For the word "cloud", copy every line of the material that includes it.

**Data for processing:**
=== Section Start ===
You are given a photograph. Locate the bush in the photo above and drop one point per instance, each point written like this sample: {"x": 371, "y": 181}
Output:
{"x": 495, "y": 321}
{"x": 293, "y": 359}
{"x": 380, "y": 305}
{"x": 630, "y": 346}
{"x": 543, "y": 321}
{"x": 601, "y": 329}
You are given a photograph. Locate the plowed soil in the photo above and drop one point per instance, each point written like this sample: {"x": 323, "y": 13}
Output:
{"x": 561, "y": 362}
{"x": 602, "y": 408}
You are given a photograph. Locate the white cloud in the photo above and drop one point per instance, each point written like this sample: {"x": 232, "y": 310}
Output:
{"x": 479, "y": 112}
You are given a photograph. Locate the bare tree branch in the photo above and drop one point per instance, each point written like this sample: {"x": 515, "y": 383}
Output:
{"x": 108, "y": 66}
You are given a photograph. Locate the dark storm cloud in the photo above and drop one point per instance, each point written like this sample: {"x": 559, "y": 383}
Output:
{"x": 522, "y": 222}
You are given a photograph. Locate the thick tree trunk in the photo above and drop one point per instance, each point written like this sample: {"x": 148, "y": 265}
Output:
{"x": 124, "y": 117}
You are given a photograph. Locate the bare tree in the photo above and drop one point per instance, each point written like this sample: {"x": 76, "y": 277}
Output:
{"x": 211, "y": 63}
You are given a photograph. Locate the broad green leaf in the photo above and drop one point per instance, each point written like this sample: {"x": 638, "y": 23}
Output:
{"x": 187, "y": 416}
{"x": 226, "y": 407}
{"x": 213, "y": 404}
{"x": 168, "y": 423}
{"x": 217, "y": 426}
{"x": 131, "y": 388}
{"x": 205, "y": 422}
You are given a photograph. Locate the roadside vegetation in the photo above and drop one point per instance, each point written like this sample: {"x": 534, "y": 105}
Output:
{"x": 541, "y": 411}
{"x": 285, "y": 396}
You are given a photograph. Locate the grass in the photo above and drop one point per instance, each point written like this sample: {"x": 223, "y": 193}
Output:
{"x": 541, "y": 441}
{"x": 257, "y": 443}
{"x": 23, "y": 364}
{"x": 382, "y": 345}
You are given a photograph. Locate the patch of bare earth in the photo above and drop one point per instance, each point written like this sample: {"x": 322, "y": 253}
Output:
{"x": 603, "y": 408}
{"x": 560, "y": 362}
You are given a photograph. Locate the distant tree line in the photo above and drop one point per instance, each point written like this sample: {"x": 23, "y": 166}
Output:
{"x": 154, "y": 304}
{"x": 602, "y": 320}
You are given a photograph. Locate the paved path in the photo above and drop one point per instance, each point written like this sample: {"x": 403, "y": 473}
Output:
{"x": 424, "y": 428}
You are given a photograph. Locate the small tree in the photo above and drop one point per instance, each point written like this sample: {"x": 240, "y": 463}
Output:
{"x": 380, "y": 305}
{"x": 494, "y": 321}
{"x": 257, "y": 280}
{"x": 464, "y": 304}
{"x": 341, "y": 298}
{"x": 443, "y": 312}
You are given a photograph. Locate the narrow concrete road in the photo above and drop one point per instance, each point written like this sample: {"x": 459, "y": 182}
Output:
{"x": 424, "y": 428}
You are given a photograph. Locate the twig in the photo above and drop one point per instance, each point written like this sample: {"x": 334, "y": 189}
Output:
=== Section End ===
**Answer to the exercise:**
You are given a photograph. Locate the white cloud in the photo above and drop one point per instance, each point written like this sample: {"x": 232, "y": 310}
You are given a photograph. Locate the dark storm cloud in the photo above and drop one point per instance, each point written like this sample: {"x": 559, "y": 383}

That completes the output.